# WORK TO DO
Copy out the listing verbatim from the line containing "locating the snow-capped" through the end of the listing, including both of those lines.
— Begin GIVEN INFORMATION —
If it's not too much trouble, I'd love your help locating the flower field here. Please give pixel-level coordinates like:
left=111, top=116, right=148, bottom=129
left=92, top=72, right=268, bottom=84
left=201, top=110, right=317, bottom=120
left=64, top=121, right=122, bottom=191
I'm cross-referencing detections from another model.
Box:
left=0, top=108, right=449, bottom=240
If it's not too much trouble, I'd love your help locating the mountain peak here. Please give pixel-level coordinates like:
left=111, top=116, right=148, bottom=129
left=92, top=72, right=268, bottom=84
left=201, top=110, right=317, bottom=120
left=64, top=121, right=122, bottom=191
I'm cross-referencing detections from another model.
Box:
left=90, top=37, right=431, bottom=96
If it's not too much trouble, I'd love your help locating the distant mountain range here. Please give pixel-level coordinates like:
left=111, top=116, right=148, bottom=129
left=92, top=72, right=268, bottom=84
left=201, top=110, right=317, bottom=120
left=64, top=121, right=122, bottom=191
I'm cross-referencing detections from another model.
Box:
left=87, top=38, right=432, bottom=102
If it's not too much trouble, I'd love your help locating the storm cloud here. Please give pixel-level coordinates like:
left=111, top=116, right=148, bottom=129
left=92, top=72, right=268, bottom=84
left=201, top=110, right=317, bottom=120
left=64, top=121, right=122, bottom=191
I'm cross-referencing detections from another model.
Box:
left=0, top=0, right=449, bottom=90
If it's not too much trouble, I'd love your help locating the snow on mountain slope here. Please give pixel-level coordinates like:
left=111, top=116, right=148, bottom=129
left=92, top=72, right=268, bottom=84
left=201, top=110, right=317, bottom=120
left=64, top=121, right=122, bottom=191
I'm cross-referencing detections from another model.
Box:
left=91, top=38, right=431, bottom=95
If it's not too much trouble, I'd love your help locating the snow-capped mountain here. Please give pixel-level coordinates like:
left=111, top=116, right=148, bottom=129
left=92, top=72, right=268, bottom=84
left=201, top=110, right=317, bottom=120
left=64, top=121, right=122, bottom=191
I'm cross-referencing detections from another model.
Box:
— End GIVEN INFORMATION —
# TASK RESULT
If it's not too much trouble, I'd love your help locating the snow-capped mountain here. Please give pixel-level coordinates like:
left=111, top=116, right=148, bottom=129
left=92, top=72, right=268, bottom=84
left=201, top=110, right=317, bottom=120
left=64, top=121, right=122, bottom=191
I'm cross-referencing detections from another model.
Box:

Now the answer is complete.